* _AUFGABENSTELLUNG_: Wählen Sie aus den folgenden Einträgen jede Zeile aus, die das Wort „black“ enthält, und geben Sie diese Zeilen unverändert wieder. Groß- und Kleinschreibung ist dabei zu beachten.

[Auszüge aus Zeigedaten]
- - - - -

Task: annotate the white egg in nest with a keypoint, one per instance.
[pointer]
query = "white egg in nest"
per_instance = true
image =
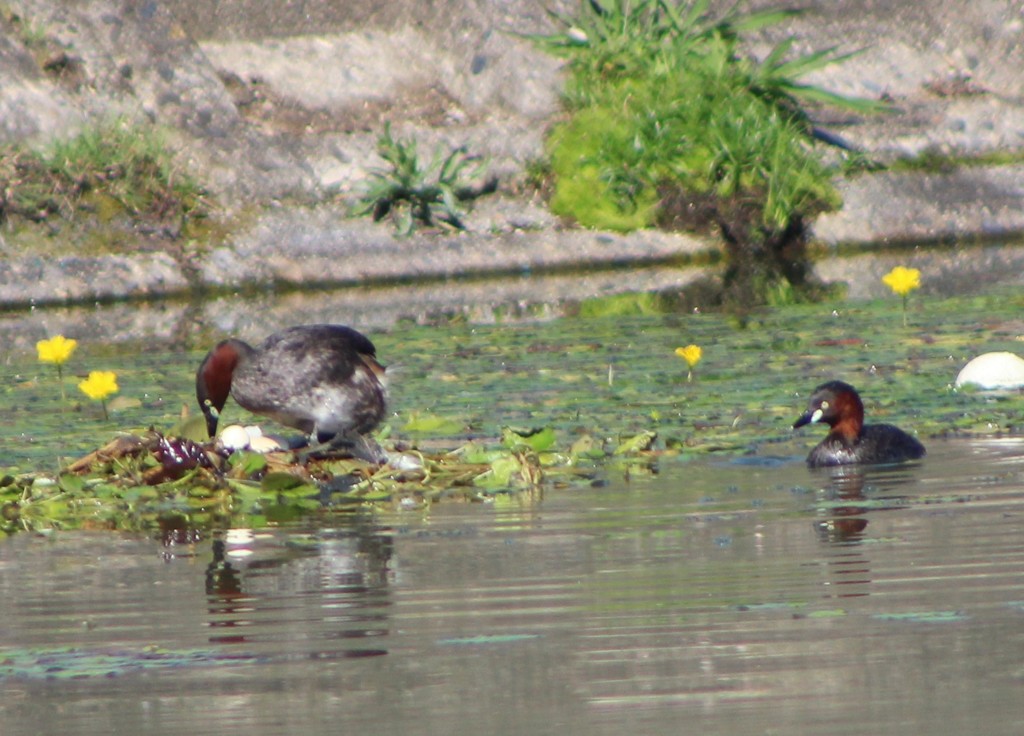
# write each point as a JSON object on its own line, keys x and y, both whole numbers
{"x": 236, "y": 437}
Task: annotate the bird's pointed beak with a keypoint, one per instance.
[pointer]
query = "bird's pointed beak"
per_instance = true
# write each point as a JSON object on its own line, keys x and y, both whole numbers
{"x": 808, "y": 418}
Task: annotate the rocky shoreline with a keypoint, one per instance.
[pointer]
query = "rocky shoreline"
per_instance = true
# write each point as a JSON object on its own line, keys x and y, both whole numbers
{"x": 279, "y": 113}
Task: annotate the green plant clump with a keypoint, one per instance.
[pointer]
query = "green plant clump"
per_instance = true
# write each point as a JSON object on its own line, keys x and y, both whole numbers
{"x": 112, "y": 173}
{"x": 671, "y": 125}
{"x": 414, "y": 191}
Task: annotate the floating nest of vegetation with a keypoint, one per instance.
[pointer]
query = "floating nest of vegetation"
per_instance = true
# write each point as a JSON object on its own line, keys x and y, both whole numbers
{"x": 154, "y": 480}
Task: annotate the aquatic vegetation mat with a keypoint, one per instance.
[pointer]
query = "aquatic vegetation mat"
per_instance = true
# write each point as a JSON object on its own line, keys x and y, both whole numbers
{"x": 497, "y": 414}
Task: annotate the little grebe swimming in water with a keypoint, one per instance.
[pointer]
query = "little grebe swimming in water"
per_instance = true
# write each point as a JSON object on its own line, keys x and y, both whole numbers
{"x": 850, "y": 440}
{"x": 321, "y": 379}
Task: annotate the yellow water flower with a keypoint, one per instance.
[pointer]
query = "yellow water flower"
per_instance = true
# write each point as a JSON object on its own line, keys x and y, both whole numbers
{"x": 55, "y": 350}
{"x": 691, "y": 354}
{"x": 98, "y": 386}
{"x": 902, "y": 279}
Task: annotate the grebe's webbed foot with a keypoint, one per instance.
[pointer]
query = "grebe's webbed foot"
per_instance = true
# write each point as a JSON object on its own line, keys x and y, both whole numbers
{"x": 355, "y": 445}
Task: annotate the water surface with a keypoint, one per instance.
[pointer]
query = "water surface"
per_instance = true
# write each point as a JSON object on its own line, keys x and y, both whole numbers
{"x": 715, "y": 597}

- - - - -

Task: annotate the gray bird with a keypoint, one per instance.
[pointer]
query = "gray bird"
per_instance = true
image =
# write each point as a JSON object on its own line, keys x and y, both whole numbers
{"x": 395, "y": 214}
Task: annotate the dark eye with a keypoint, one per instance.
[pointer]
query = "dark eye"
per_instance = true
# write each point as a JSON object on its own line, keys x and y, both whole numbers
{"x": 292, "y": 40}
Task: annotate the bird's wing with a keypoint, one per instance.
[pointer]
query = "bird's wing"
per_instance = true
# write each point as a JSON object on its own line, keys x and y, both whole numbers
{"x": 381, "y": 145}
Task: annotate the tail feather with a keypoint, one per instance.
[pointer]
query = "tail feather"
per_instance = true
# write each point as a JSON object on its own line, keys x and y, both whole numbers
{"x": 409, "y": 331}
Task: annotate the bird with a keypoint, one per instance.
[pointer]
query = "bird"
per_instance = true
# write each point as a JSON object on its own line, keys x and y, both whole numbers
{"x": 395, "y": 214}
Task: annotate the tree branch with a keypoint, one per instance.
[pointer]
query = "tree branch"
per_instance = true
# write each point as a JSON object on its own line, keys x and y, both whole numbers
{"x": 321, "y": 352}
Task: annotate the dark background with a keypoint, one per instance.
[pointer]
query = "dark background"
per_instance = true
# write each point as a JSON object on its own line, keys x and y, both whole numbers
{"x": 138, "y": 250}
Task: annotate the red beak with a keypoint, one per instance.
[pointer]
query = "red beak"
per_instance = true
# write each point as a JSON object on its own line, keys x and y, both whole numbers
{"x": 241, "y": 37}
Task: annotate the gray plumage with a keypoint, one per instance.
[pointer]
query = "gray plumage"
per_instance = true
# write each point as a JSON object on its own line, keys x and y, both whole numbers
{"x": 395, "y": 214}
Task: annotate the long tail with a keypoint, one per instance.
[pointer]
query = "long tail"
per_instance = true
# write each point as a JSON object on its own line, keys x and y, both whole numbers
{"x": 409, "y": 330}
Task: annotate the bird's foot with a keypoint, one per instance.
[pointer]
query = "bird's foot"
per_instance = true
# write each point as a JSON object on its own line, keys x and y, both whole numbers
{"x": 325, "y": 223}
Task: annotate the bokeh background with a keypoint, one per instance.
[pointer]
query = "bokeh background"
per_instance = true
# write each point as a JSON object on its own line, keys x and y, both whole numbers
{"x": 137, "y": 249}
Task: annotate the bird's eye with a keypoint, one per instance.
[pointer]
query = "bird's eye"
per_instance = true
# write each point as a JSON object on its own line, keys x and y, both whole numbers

- - - - -

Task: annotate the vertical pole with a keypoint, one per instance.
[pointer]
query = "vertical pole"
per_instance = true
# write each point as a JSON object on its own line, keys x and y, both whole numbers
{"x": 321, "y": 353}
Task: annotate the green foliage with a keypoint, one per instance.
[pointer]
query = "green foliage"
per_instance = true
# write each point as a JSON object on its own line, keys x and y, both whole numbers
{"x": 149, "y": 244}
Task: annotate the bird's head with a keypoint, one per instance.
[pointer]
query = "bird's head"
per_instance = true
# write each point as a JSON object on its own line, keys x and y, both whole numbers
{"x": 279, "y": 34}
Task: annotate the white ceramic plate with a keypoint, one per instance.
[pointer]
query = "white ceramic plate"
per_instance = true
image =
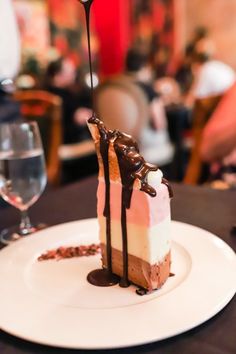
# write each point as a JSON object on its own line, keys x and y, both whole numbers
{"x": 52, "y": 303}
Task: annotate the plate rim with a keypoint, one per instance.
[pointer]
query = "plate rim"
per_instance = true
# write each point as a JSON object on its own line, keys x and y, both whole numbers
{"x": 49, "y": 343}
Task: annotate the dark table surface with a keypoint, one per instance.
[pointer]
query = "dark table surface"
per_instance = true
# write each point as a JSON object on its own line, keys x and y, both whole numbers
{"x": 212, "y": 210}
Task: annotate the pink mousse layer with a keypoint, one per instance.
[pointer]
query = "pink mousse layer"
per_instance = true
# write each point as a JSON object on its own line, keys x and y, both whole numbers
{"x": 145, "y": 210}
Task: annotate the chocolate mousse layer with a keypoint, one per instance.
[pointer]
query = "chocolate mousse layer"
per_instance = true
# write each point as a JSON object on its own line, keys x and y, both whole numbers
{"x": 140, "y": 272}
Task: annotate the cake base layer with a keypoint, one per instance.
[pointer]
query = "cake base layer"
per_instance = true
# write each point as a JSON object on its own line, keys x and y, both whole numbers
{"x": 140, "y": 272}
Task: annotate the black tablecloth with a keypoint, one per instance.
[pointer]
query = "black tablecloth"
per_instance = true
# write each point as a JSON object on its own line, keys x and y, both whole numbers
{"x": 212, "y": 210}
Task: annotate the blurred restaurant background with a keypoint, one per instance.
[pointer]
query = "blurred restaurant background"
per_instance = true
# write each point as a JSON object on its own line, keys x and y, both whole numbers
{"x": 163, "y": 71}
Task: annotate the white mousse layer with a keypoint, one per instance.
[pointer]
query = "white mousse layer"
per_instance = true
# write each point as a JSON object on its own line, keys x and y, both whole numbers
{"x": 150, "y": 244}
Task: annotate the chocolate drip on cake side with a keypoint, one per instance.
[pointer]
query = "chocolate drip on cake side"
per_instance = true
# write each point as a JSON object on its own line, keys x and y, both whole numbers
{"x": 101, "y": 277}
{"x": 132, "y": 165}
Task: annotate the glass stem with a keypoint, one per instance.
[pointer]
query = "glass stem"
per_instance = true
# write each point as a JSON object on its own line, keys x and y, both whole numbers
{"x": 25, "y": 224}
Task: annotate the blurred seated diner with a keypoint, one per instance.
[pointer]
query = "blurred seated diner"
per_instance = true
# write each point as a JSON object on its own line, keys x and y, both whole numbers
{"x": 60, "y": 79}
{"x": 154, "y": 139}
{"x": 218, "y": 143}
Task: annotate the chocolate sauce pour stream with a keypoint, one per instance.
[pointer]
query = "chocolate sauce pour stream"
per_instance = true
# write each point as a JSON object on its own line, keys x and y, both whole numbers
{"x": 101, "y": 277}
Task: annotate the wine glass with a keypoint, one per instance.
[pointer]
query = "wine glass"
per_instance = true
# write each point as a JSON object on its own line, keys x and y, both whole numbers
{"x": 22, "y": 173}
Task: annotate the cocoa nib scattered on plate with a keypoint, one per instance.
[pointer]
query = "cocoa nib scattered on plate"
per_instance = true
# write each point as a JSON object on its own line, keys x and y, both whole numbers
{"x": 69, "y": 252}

- - - - -

* _DIE ANTWORT_:
Task: annotate the black tablecloth with a keypoint, one per instance.
query = "black tablecloth"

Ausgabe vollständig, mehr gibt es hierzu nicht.